_About this task_
Find every line in the records below that contains the word "positive", and copy each of those lines out.

(Entries provided Opens)

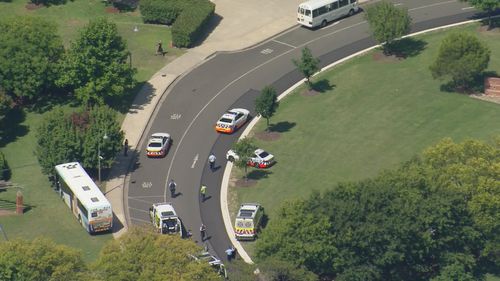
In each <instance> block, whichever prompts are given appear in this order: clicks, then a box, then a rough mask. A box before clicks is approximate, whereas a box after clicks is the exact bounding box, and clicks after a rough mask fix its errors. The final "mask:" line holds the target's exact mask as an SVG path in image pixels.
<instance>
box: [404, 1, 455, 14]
mask: <svg viewBox="0 0 500 281" xmlns="http://www.w3.org/2000/svg"><path fill="white" fill-rule="evenodd" d="M450 3H457V1H456V0H451V1H445V2H440V3H434V4H430V5H426V6H420V7H417V8H413V9H408V11H415V10H420V9H425V8H431V7H435V6H440V5H446V4H450Z"/></svg>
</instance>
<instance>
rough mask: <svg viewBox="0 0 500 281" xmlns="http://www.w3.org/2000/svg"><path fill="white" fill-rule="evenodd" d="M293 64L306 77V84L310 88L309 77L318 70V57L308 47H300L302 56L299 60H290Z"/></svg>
mask: <svg viewBox="0 0 500 281" xmlns="http://www.w3.org/2000/svg"><path fill="white" fill-rule="evenodd" d="M292 62H293V64H294V65H295V66H296V67H297V69H298V70H299V71H300V73H302V74H303V75H304V77H305V78H306V80H307V81H306V84H307V86H308V87H309V89H312V83H311V77H312V76H313V75H314V74H315V73H316V72H318V71H319V59H318V58H315V57H314V56H313V55H312V53H311V50H310V49H309V48H308V47H305V48H303V49H302V56H301V57H300V59H299V60H295V59H294V60H292Z"/></svg>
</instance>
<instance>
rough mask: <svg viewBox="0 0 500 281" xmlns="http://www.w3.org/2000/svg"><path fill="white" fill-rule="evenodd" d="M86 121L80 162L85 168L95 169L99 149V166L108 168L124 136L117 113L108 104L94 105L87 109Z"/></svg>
mask: <svg viewBox="0 0 500 281" xmlns="http://www.w3.org/2000/svg"><path fill="white" fill-rule="evenodd" d="M88 121H89V122H88V124H87V125H85V135H84V136H83V151H82V159H83V160H82V163H83V165H84V166H85V167H87V168H94V169H97V168H98V153H99V150H100V153H101V157H102V159H101V167H102V168H109V167H111V165H112V164H113V162H114V158H115V155H116V154H117V153H118V152H119V151H121V149H122V148H123V140H124V136H123V131H121V129H120V124H119V123H118V122H117V113H116V111H114V110H113V109H111V108H110V107H108V106H94V107H92V108H90V109H89V111H88Z"/></svg>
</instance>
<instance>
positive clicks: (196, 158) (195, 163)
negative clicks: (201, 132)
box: [191, 154, 199, 169]
mask: <svg viewBox="0 0 500 281" xmlns="http://www.w3.org/2000/svg"><path fill="white" fill-rule="evenodd" d="M198 157H199V155H198V154H196V156H195V157H194V159H193V165H191V169H194V166H195V165H196V162H198Z"/></svg>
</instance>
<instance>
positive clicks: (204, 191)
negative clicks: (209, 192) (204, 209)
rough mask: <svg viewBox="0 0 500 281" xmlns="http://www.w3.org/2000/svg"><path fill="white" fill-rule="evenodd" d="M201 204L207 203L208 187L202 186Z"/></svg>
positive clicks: (200, 189) (202, 185)
mask: <svg viewBox="0 0 500 281" xmlns="http://www.w3.org/2000/svg"><path fill="white" fill-rule="evenodd" d="M200 195H201V202H205V198H206V196H207V186H206V185H204V184H202V185H201V188H200Z"/></svg>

(Entries provided Closes)

_Answer below_
positive clicks: (196, 158) (195, 163)
positive clicks: (204, 191)
positive clicks: (200, 189) (202, 185)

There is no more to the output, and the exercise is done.